==== Selected excerpt ====

JUST A MINUTE: The Index dialog box (described in this task) searches for help when you enter topics to search for. Windows 95 searches only help dialog box titles. If you want to search all of the help system's actual text, use the Find tabbed dialog box described in Task 7.5.
Step 2: Action
Figure 7.9.
Make Windows 95 look for a topic for you in the index of help titles.
Step 3: Review
The Index tabbed dialog box searches through all the help topic titles, looking for
the subject you want to find. Whereas the Contents dialog box requires that you scan
through all the help topics looking for the subject you want, the Index dialog box
searches every help title for your word or phrase, and displays the resulting dialog
boxes when you click over the listed topics.
Task 7.5: Using the Find Help Dialog Box
Step 1: Description
The Find tabbed dialog box searches through all the help text on your system, looking
for a specific word or phrase that you type.
Step 2: Action
Figure 7.10.Windows
finds all topics in your help database that contain the word move.
Windows Minute
Narrowing the Search
The Find search dialog box finds every occurrence of your search word or phrase that
resides in the help system's text. (Actually the amount of text searched depends
on whether you built the index using a maximum database size or a minimum database
size, the default, when you first displayed the help system.)
The Find dialog box is often not as accurate as the Index dialog box search, because Find searches a larger body of text than does the Index dialog box, described in the previous task. Therefore, you'll find that the word move appears in many different topics, as shown in the lower window's huge scrolling list of topics.
Since the word moved also contains the letters move, Windows 95 incorrectly lists all topics containing the letters moved as well as move. To get rid of the topics containing moved and movements, hold down the Ctrl key and click over the words moved and movement in the middle window to deselect those topics. When you deselect a selected topic, the highlight goes away and that topic is no longer selected. You've now ensured that only those topics that contain the word move appear in the Find dialog box of search topics.
Figure 7.11.
Describe how you want Windows 95 to find your help topics.
Step 3: Review
The Find dialog box searches across all your help topic dialog boxes. Whereas the
Index dialog box searches strictly through the help topic titles, the Find dialog
box searches the body of the help topic text, looking for any and all topics that
contain your key search word or phrase.
Sometimes you'll be in the middle of a dialog box working inside Windows 95 when you spot a command button or a control that you do not understand. Look in the upper-right corner of the window for a question mark on a command button. If you find such a command button, you've found Windows 95's Roving Help command button and cursor (sometimes called Pop-up Help).

====

**Exercise tasks:**
1. Please reproduce the passage of the Windows 95 help text starting at "The Find dialog box is" and ending at "list of topics.".
2. Write the next part of the Windows 95 help text, picking up after its final sentence.

==== Recorded information ====

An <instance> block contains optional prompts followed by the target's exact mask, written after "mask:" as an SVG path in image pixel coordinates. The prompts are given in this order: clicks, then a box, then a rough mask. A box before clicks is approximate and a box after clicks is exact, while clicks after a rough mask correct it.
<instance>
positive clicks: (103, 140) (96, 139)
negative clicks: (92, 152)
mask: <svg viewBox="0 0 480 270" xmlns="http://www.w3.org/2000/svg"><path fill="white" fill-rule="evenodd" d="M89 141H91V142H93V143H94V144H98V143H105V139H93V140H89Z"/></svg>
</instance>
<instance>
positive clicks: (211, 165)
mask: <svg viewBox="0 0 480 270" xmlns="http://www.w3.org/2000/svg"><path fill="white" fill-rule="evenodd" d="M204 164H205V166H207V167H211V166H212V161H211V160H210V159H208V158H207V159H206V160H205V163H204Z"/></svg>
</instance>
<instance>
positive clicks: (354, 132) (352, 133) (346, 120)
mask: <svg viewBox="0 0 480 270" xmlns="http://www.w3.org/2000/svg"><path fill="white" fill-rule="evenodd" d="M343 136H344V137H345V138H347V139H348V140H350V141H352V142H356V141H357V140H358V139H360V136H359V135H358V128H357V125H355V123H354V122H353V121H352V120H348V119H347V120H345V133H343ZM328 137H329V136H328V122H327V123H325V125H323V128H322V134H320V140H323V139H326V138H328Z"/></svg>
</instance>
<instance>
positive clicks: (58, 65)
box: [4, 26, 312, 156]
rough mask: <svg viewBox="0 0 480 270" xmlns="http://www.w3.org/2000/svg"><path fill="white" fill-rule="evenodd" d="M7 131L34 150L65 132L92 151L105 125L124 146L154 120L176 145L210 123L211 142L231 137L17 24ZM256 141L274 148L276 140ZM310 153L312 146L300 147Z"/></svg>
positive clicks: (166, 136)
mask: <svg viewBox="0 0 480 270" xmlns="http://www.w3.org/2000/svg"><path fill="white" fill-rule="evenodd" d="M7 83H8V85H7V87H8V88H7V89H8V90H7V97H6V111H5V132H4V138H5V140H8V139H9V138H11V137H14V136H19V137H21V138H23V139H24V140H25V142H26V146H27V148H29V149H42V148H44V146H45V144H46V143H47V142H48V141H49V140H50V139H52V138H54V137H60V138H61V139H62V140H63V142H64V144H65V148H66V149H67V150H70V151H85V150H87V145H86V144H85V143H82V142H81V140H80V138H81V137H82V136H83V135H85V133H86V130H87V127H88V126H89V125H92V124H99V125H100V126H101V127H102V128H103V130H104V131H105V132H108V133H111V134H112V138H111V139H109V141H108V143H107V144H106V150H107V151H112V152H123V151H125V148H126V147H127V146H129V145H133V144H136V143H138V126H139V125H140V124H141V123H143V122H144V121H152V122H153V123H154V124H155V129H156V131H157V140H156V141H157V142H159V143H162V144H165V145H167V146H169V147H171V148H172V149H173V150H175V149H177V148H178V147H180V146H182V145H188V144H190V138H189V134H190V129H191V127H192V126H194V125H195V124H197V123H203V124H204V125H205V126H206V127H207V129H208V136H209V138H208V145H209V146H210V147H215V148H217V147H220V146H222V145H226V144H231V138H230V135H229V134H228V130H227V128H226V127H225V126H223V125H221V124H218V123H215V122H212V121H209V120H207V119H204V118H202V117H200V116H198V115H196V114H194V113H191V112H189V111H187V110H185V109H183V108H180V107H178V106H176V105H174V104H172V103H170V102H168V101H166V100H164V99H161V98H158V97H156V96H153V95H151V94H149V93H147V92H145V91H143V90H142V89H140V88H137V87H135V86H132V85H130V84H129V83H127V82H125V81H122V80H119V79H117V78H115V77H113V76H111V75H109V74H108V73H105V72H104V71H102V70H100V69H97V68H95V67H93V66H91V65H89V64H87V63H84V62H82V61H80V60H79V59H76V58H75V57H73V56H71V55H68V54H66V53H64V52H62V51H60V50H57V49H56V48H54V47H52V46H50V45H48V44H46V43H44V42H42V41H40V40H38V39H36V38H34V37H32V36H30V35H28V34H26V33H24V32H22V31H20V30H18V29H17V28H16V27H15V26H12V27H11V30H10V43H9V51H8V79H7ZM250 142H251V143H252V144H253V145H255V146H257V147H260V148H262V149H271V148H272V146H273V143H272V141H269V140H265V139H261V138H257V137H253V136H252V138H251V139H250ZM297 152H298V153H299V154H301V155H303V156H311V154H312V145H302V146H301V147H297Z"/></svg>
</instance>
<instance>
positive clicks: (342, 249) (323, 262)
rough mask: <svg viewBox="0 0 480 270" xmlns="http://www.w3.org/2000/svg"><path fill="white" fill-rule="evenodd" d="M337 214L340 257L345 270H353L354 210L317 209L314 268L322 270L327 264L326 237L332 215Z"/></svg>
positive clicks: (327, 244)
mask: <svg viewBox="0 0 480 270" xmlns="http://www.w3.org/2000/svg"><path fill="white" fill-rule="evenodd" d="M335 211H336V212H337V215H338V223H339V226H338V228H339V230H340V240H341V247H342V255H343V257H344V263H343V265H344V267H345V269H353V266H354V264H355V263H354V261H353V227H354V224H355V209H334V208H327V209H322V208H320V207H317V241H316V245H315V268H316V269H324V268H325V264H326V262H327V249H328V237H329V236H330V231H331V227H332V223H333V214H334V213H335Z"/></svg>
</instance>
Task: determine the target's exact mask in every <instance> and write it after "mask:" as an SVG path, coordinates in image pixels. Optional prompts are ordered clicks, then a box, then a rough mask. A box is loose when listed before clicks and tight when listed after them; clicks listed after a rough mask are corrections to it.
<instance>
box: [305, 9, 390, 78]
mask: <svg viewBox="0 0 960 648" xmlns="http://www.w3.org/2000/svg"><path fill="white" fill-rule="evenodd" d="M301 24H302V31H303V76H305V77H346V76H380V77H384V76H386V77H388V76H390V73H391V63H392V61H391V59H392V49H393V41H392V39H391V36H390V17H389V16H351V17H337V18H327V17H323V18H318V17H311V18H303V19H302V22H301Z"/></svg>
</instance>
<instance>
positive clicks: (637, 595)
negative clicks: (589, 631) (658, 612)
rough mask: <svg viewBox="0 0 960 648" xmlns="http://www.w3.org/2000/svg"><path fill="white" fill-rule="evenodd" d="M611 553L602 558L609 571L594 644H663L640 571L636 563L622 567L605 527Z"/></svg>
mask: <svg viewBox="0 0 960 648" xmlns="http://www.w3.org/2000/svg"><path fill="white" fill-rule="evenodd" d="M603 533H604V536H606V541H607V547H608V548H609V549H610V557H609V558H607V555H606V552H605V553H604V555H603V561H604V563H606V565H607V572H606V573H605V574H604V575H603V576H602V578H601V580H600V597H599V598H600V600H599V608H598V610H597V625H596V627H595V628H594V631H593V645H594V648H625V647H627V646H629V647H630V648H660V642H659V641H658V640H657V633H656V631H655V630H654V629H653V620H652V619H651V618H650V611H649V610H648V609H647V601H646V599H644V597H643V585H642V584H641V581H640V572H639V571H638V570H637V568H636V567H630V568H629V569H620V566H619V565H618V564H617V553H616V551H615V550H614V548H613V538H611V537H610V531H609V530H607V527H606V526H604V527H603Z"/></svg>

====
==== Recorded information ====

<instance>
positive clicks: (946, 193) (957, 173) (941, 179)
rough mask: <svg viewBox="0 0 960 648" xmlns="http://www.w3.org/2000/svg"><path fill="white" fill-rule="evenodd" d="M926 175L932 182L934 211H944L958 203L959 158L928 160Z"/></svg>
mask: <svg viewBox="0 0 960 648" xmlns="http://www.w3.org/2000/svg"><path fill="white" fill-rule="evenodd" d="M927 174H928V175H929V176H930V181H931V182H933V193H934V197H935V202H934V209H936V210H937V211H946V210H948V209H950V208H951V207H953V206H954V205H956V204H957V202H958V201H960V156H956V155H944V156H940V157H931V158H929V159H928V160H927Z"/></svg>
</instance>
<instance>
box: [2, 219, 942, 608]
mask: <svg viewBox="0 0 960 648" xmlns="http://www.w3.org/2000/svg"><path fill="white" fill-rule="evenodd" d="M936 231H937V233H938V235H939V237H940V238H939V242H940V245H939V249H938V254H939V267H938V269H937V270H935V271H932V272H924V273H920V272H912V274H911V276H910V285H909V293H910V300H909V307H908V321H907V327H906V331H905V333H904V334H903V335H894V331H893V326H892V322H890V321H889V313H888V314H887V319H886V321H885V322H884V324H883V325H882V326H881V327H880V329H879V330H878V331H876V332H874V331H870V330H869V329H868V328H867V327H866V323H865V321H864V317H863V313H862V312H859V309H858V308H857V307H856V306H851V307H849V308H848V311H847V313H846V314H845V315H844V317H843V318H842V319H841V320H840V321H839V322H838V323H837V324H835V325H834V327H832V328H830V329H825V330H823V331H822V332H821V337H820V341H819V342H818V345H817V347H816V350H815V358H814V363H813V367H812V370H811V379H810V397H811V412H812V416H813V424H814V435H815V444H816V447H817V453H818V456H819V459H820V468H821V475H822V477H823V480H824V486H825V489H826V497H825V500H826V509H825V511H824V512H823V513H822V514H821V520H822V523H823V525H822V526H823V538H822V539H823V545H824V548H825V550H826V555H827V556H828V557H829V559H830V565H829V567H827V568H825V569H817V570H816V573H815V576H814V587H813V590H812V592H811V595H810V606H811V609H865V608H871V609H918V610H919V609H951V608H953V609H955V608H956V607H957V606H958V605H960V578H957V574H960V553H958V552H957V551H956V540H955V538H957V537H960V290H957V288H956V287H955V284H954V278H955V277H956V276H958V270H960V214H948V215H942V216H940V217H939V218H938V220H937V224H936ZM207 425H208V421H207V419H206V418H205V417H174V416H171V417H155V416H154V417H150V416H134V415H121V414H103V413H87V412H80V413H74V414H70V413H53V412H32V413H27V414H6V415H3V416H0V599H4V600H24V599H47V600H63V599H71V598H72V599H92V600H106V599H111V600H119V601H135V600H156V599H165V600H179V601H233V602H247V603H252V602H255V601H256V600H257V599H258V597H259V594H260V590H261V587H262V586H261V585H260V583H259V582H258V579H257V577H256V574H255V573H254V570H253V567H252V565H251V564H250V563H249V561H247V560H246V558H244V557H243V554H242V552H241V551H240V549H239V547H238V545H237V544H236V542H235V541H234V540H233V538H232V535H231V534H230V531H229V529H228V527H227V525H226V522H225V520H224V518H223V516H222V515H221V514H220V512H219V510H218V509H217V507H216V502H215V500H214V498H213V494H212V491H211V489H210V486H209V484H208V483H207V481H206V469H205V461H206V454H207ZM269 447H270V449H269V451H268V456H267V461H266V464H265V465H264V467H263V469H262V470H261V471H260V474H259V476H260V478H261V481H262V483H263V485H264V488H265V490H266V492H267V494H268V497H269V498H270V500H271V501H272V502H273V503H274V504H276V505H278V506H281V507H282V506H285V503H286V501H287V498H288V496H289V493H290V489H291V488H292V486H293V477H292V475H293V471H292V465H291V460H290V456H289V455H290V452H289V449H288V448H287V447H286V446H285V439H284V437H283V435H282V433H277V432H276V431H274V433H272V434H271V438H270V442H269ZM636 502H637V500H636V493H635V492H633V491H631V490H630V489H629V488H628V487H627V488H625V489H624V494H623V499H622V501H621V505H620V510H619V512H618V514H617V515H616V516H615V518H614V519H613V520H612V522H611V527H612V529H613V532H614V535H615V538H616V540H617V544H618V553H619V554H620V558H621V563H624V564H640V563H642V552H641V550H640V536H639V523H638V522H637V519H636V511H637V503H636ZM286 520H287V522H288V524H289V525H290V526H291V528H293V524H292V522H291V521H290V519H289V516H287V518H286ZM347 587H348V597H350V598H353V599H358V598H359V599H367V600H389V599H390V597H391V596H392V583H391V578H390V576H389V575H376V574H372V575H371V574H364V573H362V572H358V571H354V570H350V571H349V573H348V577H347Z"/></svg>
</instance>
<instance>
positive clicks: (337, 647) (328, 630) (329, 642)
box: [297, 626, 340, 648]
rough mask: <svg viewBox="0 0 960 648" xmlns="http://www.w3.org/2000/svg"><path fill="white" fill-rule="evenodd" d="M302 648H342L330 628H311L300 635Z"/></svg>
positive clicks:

====

**Answers to each task:**
1.
The Find dialog box is often not as accurate as the Index dialog box search, because Find searches a larger body of text than does the Index dialog box, described in the previous task. Therefore, you'll find that the word move appears in many different topics, as shown in the lower window's huge scrolling list of topics.

2.
Whereas a help search on that dialog box would produce a description of the entire
dialog box, the Roving Help lets you narrow the focus and request help on a specific
item on the screen. Not all dialog boxes or screens inside Windows 95 contain the
Roving Help feature, so look for the question mark command button, to the left of
the window minimizing and resizing buttons, in the upper-right corner of whatever
window you're working on.
Task 7.6: Using the Roving Help Feature
Step 1: Description
As long as a dialog box contains the command button with a question mark on it, you
can request Roving Help for the items on your screen.
Step 2: Action
Figure 7.12.
The Roving Help helps you when you point to a place on the screen.
JUST A MINUTE: The Roving Help is also known as context-sensitive help. Windows 95 looks at what you are currently doing when you request help and displays help that matches the context of your current actions.
Step 3: Review
The Roving Help feature of Windows 95 comes in handy if you forget what to do when
displaying a dialog box or when working in a Windows 95 application. Click on the
question mark icon and then click over the control that you want help with. Windows
95 then looks at the control that you clicked and displays helpful advice and a description
for that control.
TIME SAVER: The F1 function key is the shortcut access key for the Roving Help. When displaying a dialog box, you often can press F1 to get a helpful description of what you can do next.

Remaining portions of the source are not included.